== EXERCISE PROMPT ==
Filter the listing for lines containing "instance".

== SOURCE RECORDS ==
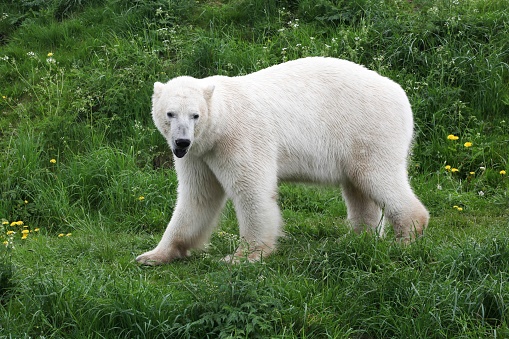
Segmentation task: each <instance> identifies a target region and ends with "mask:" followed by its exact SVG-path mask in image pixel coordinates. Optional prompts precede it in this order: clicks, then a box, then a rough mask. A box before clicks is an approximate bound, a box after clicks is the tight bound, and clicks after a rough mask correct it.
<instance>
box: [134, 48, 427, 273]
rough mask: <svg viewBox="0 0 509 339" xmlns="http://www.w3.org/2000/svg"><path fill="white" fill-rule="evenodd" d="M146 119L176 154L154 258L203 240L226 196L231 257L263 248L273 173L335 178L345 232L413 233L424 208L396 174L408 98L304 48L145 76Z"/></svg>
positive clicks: (270, 239)
mask: <svg viewBox="0 0 509 339" xmlns="http://www.w3.org/2000/svg"><path fill="white" fill-rule="evenodd" d="M152 104H153V107H152V115H153V119H154V122H155V124H156V126H157V128H158V129H159V131H160V132H161V133H162V135H163V136H164V137H165V138H166V139H167V141H168V144H169V146H170V147H171V149H172V151H173V153H174V155H175V168H176V171H177V178H178V196H177V204H176V206H175V210H174V212H173V216H172V218H171V221H170V223H169V224H168V227H167V228H166V231H165V232H164V235H163V237H162V240H161V241H160V242H159V244H158V245H157V247H156V248H154V249H153V250H152V251H149V252H146V253H144V254H142V255H140V256H139V257H138V258H137V259H136V260H137V261H138V262H140V263H143V264H148V265H157V264H163V263H167V262H170V261H172V260H174V259H176V258H183V257H186V256H188V255H189V250H190V249H192V248H196V247H200V246H202V245H203V244H205V243H206V242H207V241H208V240H209V238H210V235H211V233H212V231H213V230H214V228H215V226H216V225H217V222H218V218H219V215H220V212H221V210H222V208H223V206H224V204H225V201H226V199H227V198H230V199H232V201H233V204H234V207H235V210H236V213H237V219H238V222H239V227H240V236H241V237H242V238H243V239H244V240H245V242H244V245H241V246H240V247H239V249H238V250H237V252H236V253H235V255H234V257H230V256H228V257H227V258H225V259H226V260H230V259H233V260H236V259H238V257H241V256H245V255H246V251H247V255H248V259H249V260H250V261H256V260H259V259H260V256H261V255H262V253H263V255H264V256H266V255H268V254H270V253H271V252H272V251H273V250H274V249H275V246H276V241H277V238H278V236H280V235H281V234H282V231H281V227H282V218H281V213H280V210H279V207H278V205H277V190H278V187H277V185H278V180H291V181H305V182H317V183H324V184H331V185H341V187H342V193H343V196H344V199H345V201H346V205H347V211H348V219H349V221H350V222H351V223H352V225H353V227H354V229H355V230H356V231H360V230H362V229H364V227H368V229H372V230H377V228H382V227H383V220H382V219H383V214H382V210H383V211H384V216H385V217H386V218H387V219H388V220H389V221H390V222H391V224H392V225H393V227H394V230H395V233H396V236H397V237H398V238H400V239H402V240H410V239H412V238H413V237H415V235H418V234H421V233H422V231H423V229H424V228H425V227H426V226H427V224H428V219H429V214H428V211H427V210H426V208H425V207H424V206H423V204H422V203H421V202H420V201H419V199H418V198H417V197H416V196H415V195H414V193H413V191H412V189H411V187H410V185H409V180H408V176H407V156H408V153H409V148H410V144H411V142H412V134H413V117H412V110H411V107H410V103H409V102H408V99H407V96H406V94H405V92H404V91H403V89H402V88H401V87H400V86H399V85H398V84H396V83H395V82H393V81H391V80H390V79H388V78H385V77H382V76H380V75H379V74H377V73H375V72H373V71H370V70H367V69H366V68H364V67H362V66H360V65H357V64H354V63H352V62H349V61H345V60H340V59H334V58H322V57H310V58H303V59H299V60H294V61H290V62H286V63H283V64H280V65H277V66H273V67H269V68H267V69H264V70H261V71H258V72H255V73H252V74H249V75H246V76H238V77H226V76H212V77H208V78H205V79H195V78H192V77H187V76H183V77H177V78H175V79H172V80H170V81H169V82H168V83H166V84H162V83H159V82H156V83H155V84H154V94H153V97H152Z"/></svg>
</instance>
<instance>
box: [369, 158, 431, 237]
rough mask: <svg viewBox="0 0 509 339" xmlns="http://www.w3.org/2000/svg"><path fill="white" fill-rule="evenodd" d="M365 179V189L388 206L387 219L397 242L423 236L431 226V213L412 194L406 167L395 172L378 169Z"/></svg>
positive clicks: (403, 167) (392, 169)
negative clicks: (429, 226)
mask: <svg viewBox="0 0 509 339" xmlns="http://www.w3.org/2000/svg"><path fill="white" fill-rule="evenodd" d="M363 178H364V179H365V181H364V182H363V185H362V187H363V188H364V190H365V191H366V192H367V193H366V194H369V195H370V196H372V197H373V199H374V200H375V201H376V202H377V204H378V205H379V206H383V207H384V211H385V217H386V218H387V219H388V221H389V222H390V223H391V224H392V226H393V228H394V232H395V234H396V238H397V239H399V240H401V241H403V242H409V241H411V240H413V239H414V238H415V237H417V236H420V235H422V233H423V231H424V229H425V228H426V227H427V226H428V220H429V213H428V210H427V209H426V207H424V205H423V204H422V203H421V202H420V200H419V199H418V198H417V197H416V196H415V194H414V192H413V191H412V188H411V187H410V184H409V182H408V177H407V174H406V168H404V167H403V166H401V168H392V170H391V171H389V170H387V171H384V170H383V168H378V170H377V171H376V172H371V175H366V176H364V177H363Z"/></svg>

== EXERCISE RESPONSE ==
Segmentation task: each <instance> identifies a target region and ends with "mask:" followed by its exact SVG-path mask in image pixel coordinates. Optional prompts precede it in this order: clicks, then a box, then a rough mask. A box before clicks is an approximate bound, a box after clicks is the tight bound, and clicks after a rough mask correct it.
<instance>
</instance>
<instance>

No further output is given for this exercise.